Description of the task:
Continue the article about brain cells that track location at rest, beginning right after its final sentence.
Source text START
'Brain GPS' Component Allows Brain to Track Location When at Rest

(Originally published by University of California, San Francisco)

March 02, 2016

UC San Francisco scientists have discovered a network of brain cells that allows animals to keep track of where they are when they are not moving through space, such as when they are eating, engaged in social interactions, or sleeping. The new research fills a critical gap in a decades-long line of research on the so-called GPS system of the brain, which has so far been largely described in terms of cells that aid navigation by becoming active when animals, including humans, move through particular locations.

“Experiences when you're moving are different from experiences when you're still,” said Loren Frank, PhD, professor of physiology at UCSF and senior author of the new study, which appears in the March 2 online issue of Nature. “When you’re creating memories of a trip you’re taking, there are memories of all the different places you’ve passed through, but there is a whole other class of experiences you have when you’re just in one place, and our work shows that the brain actually processes these experiences in a different way.”
Source text END
Records supplied START
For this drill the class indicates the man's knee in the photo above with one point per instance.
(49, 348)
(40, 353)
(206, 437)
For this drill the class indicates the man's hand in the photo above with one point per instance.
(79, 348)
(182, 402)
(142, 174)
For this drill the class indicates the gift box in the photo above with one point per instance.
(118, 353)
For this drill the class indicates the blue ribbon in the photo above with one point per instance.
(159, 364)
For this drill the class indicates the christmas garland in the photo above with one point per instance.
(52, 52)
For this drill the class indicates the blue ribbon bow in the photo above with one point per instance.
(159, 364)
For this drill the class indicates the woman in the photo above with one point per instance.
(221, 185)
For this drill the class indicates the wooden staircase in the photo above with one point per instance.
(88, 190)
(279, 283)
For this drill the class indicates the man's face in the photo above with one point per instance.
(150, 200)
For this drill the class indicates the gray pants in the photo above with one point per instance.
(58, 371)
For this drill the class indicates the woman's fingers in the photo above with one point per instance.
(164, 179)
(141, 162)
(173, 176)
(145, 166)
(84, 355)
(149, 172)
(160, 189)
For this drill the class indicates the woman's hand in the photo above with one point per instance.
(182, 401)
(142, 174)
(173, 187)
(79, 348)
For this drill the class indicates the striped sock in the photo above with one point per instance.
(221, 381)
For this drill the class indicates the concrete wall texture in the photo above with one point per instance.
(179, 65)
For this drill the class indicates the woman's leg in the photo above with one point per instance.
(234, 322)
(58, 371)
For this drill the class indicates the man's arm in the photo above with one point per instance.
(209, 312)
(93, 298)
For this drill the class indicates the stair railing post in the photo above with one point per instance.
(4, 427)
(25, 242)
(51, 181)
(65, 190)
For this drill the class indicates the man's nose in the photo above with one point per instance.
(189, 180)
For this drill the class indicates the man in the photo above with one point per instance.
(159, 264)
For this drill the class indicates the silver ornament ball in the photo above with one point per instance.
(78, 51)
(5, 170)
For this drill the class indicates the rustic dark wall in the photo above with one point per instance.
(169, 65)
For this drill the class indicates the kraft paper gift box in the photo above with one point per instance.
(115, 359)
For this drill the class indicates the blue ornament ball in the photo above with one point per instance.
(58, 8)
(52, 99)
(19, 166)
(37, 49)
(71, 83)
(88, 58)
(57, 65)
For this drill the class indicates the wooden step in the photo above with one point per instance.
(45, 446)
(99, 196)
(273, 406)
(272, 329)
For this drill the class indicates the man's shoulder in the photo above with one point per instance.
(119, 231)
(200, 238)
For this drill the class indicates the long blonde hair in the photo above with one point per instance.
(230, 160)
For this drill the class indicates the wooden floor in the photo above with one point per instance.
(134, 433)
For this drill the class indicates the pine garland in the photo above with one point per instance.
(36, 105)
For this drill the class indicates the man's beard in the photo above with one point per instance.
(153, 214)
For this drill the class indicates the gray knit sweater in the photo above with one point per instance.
Records supplied END
Answer to the exercise:
Loren Frank, Howard Hughes Medical Institute (HHMI) investigator, and co-director of the Kavli Institute for Fundamental Neuroscience at UCSF
Loren Frank, PhD, Howard Hughes Medical Institute (HHMI) investigator, and co-director of the Kavli Institute for Fundamental Neuroscience at UCSF. (Credit: UCSF)

Frank is a Howard Hughes Medical Institute (HHMI) investigator, and co-director of the Kavli Institute for Fundamental Neuroscience at UCSF.

In 2014, the Nobel Prize in Physiology or Medicine recognized the discoveries of the brain’s “place cells” and “grid cells,” which together comprise a cognitive mapping system that animals rely on to navigate. Place cells, which are found in the brain’s hippocampus, a structure crucial to memory, fire robustly when animals pass through particular spatial locations. Grid cells, in the entorhinal cortex, fire like place cells but in a repeating pattern of spatial locations.

In recent work, Frank and others have shown that, when animals aren’t moving, they occasionally “replay” earlier sequences of place-cell firing, perhaps as mental rehearsal for long-term storage or as a way to plan out future locations to visit. But because place cells were thought to be active mainly when animals walk or run, it was not clear whether or how animals kept track of location when not moving.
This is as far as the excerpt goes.